▶ How to complete this task
Pick every line from the data that holds the word "shorts".

[Point localization data]
BEGIN
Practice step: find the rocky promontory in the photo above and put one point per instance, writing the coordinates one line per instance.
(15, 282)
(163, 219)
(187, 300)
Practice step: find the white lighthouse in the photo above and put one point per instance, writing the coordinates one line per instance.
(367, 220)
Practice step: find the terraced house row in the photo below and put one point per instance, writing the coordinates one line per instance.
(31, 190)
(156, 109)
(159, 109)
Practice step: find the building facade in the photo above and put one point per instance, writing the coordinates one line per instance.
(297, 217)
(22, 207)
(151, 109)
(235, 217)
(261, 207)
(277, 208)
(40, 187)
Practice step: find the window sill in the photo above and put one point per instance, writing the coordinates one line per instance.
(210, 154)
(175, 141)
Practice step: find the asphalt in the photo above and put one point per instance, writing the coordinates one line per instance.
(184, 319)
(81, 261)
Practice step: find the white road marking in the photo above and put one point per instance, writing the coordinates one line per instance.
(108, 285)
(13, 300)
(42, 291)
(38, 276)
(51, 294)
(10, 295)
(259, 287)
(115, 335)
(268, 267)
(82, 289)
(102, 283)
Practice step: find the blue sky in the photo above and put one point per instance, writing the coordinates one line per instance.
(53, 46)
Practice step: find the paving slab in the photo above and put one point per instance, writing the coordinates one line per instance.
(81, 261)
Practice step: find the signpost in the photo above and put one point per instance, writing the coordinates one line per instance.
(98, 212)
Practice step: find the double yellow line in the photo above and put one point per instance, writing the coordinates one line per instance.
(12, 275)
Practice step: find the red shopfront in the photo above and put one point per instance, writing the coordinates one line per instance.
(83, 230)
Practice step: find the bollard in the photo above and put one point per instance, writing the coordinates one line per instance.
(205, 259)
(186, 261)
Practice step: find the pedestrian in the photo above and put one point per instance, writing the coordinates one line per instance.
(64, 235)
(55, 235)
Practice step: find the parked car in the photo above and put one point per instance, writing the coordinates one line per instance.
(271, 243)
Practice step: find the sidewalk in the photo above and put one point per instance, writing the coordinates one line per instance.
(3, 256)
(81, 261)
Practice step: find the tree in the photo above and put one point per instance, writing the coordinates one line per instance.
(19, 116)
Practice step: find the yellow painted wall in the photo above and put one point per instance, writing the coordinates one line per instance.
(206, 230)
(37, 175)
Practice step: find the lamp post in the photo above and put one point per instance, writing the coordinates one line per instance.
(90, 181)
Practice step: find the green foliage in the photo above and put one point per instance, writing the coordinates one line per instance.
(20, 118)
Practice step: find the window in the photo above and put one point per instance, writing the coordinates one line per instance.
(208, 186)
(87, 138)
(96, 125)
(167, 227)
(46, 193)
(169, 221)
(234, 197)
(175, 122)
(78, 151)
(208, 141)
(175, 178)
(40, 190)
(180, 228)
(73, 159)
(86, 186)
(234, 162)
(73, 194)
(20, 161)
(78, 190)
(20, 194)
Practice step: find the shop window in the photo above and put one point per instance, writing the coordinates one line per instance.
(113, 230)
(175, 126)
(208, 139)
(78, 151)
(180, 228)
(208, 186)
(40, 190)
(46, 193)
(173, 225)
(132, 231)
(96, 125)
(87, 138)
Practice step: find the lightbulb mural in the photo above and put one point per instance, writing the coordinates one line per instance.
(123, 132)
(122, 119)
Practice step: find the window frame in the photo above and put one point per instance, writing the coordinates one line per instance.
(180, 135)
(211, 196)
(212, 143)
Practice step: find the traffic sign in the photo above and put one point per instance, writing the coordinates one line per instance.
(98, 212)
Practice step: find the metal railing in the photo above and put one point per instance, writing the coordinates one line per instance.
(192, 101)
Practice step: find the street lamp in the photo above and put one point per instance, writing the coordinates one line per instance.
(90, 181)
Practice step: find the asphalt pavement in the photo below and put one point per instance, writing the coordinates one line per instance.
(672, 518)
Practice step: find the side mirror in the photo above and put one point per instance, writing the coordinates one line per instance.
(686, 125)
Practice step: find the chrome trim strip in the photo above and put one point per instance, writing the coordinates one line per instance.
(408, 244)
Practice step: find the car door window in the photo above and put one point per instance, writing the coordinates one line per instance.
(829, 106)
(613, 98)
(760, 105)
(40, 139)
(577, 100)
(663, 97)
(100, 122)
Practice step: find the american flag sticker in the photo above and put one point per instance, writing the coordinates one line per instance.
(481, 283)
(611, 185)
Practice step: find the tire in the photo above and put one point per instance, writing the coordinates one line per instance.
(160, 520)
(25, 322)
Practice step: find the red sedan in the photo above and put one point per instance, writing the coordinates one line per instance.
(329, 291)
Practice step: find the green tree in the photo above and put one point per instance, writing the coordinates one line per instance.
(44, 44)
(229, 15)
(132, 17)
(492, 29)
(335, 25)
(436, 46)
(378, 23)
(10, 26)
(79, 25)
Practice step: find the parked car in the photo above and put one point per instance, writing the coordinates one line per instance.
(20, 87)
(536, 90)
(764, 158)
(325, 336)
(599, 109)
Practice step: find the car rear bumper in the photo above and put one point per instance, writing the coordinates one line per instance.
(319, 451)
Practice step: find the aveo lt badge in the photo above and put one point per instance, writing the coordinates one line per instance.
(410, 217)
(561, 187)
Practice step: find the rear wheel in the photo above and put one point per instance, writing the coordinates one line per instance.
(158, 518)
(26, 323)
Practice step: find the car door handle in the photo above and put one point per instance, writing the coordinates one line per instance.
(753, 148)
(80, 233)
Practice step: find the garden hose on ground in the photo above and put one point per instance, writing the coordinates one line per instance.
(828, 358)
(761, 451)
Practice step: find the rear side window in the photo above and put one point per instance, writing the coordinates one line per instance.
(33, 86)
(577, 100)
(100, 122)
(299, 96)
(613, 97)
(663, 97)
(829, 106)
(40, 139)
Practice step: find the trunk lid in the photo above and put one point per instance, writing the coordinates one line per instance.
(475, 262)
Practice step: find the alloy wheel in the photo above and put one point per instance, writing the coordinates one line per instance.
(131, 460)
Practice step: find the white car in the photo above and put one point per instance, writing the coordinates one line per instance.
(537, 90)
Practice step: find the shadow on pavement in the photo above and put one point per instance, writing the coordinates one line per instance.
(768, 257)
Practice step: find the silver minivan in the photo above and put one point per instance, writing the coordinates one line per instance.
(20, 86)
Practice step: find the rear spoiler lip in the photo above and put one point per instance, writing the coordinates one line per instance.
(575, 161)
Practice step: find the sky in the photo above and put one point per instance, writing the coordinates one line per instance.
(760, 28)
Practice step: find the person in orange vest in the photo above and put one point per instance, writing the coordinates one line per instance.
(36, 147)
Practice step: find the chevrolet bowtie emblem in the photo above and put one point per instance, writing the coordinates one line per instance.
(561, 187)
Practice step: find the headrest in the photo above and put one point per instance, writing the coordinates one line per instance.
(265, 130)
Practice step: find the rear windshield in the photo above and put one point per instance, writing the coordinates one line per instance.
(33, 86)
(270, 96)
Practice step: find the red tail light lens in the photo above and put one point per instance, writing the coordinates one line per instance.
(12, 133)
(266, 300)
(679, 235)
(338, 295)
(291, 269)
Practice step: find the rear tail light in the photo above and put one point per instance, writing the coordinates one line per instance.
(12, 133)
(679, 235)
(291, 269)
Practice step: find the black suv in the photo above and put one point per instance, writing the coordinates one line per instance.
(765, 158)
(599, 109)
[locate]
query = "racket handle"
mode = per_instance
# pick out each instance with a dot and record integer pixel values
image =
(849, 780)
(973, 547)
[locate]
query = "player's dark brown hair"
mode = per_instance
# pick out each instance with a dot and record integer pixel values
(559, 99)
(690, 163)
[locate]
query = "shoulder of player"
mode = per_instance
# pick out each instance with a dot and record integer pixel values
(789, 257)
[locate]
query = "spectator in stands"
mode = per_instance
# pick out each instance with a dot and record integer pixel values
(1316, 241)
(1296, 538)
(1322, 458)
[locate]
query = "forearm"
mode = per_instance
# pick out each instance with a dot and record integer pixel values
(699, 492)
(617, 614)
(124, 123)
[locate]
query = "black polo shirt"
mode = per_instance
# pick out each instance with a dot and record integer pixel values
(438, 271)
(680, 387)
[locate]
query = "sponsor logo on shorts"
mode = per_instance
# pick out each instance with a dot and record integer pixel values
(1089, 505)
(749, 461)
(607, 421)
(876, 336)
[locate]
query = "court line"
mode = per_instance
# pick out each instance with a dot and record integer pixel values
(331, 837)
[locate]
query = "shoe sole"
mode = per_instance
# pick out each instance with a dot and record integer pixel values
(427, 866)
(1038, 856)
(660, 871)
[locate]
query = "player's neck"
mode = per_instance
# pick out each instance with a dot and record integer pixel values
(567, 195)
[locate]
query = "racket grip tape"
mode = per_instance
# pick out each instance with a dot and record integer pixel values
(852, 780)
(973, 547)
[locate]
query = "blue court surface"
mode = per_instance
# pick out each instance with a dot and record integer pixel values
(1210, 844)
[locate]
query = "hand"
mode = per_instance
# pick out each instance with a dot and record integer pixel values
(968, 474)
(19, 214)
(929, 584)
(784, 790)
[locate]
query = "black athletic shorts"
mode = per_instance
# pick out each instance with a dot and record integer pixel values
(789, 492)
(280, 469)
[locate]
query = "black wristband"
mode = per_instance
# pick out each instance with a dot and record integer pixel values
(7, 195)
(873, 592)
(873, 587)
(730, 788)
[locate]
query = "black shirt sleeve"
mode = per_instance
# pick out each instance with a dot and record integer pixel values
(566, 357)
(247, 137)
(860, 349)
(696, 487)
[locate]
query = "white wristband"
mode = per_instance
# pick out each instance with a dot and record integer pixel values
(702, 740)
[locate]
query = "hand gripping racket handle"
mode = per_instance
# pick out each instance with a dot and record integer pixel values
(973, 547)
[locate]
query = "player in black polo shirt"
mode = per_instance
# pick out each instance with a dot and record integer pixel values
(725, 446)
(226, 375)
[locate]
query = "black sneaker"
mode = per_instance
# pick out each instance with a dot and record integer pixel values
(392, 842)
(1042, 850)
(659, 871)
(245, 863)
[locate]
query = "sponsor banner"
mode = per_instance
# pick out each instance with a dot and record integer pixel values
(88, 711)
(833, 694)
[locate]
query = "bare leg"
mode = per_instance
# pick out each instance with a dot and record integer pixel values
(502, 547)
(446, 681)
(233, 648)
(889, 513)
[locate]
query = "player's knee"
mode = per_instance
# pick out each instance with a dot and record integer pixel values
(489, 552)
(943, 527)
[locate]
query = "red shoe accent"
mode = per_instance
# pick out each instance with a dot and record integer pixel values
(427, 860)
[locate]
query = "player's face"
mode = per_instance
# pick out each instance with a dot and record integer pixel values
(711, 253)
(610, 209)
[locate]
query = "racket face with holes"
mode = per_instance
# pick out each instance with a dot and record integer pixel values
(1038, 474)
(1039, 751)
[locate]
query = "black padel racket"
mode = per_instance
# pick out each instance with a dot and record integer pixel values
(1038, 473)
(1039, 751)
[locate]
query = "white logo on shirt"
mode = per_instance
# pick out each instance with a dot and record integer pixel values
END
▶ Response to the task
query = "sponsor logo on shorts"
query = "black athletic shorts"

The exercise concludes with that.